## Recorded information:
· · · ·

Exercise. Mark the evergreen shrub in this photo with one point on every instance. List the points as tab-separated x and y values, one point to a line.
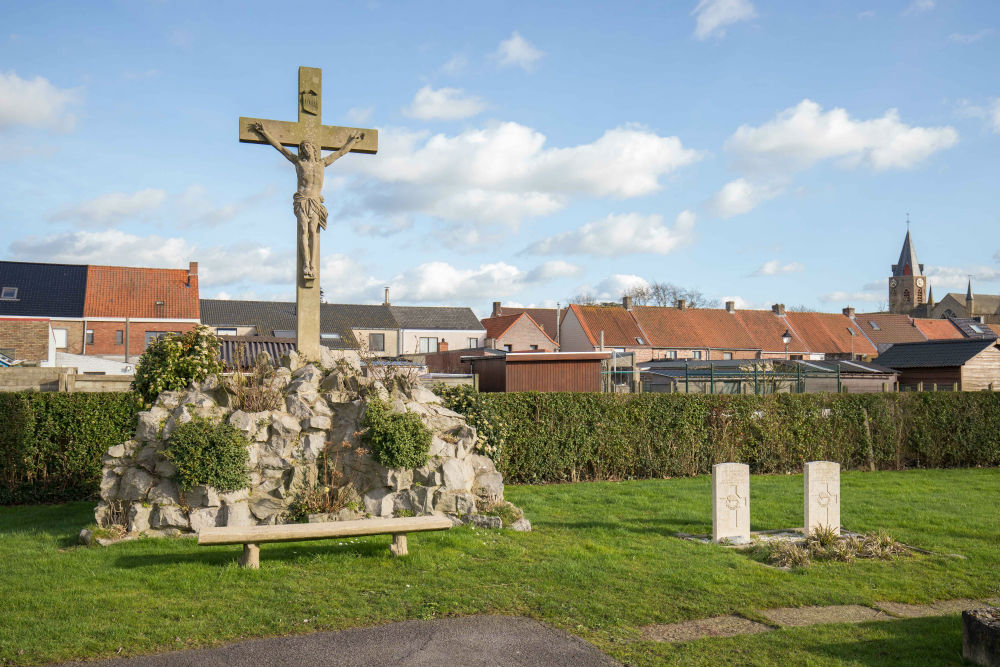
51	444
396	440
210	453
548	437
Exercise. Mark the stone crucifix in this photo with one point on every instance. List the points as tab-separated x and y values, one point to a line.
311	137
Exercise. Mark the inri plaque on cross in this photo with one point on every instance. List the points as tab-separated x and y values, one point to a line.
311	137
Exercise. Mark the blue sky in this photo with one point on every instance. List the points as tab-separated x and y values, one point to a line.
761	151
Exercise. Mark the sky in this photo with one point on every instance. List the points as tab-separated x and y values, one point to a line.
759	151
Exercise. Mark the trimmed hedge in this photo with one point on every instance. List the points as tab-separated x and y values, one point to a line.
547	437
51	444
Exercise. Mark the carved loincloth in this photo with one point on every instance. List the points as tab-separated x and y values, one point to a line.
309	207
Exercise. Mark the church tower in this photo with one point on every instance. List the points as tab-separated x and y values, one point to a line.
907	285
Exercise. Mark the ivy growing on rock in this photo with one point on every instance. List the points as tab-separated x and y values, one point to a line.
173	361
211	453
396	440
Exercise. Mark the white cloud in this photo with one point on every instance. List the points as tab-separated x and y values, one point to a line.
969	38
847	298
801	136
35	103
621	234
741	196
444	104
918	7
713	16
504	173
552	270
360	115
516	51
112	208
775	268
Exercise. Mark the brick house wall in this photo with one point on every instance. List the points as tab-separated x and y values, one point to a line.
522	335
105	335
26	339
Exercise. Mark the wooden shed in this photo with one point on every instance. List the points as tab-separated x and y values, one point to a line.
539	371
973	364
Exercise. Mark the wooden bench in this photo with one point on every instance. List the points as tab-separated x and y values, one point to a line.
252	536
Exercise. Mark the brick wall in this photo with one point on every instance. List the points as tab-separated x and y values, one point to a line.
28	339
105	335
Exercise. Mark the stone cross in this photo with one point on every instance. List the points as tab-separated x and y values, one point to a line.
731	502
822	496
311	137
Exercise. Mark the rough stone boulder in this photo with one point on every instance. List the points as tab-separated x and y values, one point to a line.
317	423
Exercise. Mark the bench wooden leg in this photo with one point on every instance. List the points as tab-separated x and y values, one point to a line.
398	546
251	556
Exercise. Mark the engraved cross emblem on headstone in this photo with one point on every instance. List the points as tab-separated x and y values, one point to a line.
311	137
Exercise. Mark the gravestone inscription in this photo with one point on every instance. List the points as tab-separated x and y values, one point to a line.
731	502
822	496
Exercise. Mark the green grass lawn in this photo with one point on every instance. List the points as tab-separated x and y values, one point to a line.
600	563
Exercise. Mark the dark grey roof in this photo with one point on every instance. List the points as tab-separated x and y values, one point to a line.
436	317
933	354
907	260
44	290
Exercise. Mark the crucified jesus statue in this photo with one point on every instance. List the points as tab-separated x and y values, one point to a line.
308	198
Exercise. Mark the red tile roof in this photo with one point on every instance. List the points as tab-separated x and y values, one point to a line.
619	326
892	328
695	327
937	329
829	333
123	291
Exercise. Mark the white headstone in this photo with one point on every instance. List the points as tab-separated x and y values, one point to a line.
822	495
731	502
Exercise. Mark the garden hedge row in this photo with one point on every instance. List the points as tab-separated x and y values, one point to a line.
546	437
51	444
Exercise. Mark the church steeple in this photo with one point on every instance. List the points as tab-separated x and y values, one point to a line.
907	284
907	265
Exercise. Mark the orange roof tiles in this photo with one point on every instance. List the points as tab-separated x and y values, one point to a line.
123	291
937	329
830	333
619	327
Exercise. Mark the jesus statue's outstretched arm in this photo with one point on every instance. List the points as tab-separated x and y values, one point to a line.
259	129
351	140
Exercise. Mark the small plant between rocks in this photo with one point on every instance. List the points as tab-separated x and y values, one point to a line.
824	544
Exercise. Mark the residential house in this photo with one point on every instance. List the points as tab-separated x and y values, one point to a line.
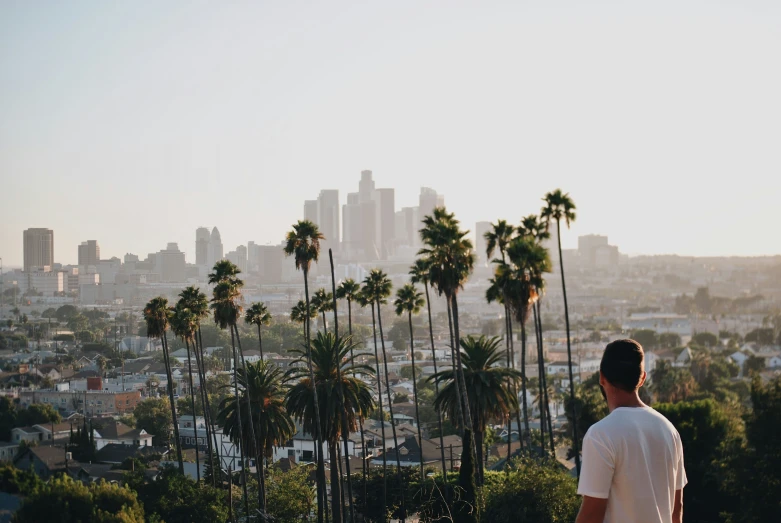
118	432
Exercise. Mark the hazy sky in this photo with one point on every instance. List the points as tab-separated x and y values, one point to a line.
135	122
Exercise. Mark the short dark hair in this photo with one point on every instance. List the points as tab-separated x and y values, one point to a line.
622	364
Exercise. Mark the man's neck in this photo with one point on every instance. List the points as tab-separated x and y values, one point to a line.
625	399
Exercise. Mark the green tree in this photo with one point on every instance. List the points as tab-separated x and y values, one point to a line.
71	501
487	386
559	206
157	316
290	496
530	492
355	400
704	428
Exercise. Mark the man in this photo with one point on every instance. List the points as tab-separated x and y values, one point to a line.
633	459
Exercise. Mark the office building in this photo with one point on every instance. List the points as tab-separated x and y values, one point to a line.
215	248
89	253
38	248
480	244
202	239
170	264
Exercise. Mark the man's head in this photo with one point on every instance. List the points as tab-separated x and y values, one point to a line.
622	368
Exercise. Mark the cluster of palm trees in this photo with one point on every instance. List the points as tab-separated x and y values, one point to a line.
328	394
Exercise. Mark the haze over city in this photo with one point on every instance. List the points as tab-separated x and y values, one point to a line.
390	262
136	133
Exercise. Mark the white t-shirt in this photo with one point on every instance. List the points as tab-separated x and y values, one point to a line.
634	459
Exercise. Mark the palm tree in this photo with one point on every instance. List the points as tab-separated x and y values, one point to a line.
449	253
330	359
183	323
192	298
156	316
378	287
303	243
487	388
409	300
226	308
323	301
263	392
350	290
498	238
559	206
528	260
259	315
419	274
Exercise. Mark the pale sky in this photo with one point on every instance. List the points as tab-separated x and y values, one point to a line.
133	123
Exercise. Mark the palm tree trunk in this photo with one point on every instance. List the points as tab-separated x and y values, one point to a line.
202	394
360	418
453	350
538	319
241	441
177	441
257	441
340	389
390	408
575	445
415	396
512	383
195	421
207	408
321	494
382	419
336	505
436	383
523	387
461	378
260	343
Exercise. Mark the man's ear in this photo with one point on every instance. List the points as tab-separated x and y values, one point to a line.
642	379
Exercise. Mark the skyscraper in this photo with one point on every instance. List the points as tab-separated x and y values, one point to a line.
480	244
428	200
89	253
38	248
215	253
202	238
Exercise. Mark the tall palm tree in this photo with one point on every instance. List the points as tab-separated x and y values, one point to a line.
227	311
528	261
198	303
156	316
419	273
487	386
183	323
533	227
450	263
498	238
303	243
410	301
559	206
377	287
330	359
258	314
263	392
323	302
350	290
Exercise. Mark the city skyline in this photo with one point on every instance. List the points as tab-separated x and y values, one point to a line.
589	99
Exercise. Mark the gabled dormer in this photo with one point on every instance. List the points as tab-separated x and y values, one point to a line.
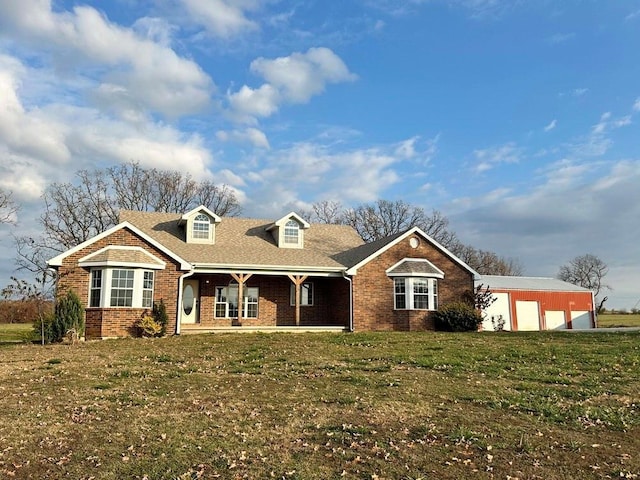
200	225
288	232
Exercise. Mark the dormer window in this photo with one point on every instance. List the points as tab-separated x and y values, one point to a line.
201	227
288	232
291	232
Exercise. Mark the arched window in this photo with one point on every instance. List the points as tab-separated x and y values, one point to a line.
291	232
201	226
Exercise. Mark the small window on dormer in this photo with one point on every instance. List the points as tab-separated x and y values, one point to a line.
201	227
291	232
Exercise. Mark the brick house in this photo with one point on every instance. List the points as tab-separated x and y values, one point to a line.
217	273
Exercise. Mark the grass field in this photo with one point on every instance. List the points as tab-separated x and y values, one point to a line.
324	406
15	332
617	320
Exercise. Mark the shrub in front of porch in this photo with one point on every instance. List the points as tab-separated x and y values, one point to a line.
457	317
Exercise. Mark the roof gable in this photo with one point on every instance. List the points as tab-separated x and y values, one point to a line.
57	260
540	284
245	243
414	267
201	209
116	255
289	216
372	250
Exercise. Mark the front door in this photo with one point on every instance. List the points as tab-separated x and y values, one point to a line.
190	300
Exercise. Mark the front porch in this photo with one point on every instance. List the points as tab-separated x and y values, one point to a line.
270	303
199	329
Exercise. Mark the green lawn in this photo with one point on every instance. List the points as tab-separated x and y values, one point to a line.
324	406
618	320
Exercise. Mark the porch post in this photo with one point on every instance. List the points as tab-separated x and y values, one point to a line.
241	278
297	280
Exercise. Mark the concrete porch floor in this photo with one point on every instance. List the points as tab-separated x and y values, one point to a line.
196	329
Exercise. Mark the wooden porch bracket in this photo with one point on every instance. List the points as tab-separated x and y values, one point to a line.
241	278
297	280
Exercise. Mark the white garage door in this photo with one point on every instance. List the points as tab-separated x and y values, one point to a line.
528	315
555	320
497	308
580	320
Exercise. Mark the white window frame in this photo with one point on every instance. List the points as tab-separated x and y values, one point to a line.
95	286
307	295
291	233
198	230
106	288
405	288
251	296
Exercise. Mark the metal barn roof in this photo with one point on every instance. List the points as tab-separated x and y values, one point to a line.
545	284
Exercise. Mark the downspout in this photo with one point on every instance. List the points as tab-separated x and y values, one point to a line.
179	304
350	280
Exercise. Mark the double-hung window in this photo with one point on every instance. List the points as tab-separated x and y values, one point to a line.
201	226
227	302
95	291
415	293
121	287
291	232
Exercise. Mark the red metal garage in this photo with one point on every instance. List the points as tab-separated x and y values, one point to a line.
537	303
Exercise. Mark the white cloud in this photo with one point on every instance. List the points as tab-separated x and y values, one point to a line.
151	73
530	226
292	79
222	18
157	30
411	149
302	75
407	148
490	158
551	125
252	135
261	102
27	132
318	172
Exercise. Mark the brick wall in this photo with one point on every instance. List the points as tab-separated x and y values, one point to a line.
331	301
374	294
111	322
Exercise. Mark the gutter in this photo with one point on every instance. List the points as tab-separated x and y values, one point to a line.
350	280
179	303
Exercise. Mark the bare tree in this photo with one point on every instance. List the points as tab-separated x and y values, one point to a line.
133	186
485	262
325	211
220	199
384	217
7	207
75	212
587	271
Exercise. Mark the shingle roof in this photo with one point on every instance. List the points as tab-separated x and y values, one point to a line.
528	283
243	241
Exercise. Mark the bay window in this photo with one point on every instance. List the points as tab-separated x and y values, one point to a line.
415	293
121	287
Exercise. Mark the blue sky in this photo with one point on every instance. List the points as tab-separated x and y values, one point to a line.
518	120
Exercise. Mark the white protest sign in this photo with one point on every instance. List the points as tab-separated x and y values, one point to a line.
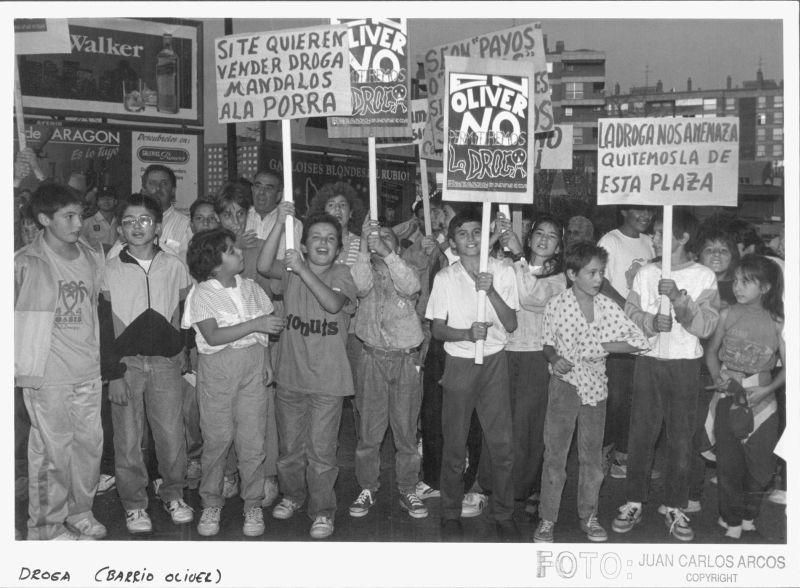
488	131
379	79
668	161
554	150
36	36
524	42
281	75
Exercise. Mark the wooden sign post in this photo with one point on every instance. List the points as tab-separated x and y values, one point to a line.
308	74
488	130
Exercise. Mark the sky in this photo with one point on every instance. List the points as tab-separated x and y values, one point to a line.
672	50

· · · ·

## What is required:
An exact copy of the lines from the line containing "Exercise. Mark the white protest" through the final line of the listing, without pictures, is the expected result.

## Output of the exercise:
Exercise. Mark the white protest sign in this photo with one point on every instance. List the points as tab-separated x and y values, one point to a line.
488	131
379	79
668	161
554	150
36	36
524	42
281	75
Exercise. Mark the wooden sign post in this photo with one point on every instance. List the points as tab-separated x and y values, one point to a line.
308	74
488	130
Exercise. Mark the sky in this photo with one point on every instance. List the points as tab-separated x and y values, one point to a line.
672	50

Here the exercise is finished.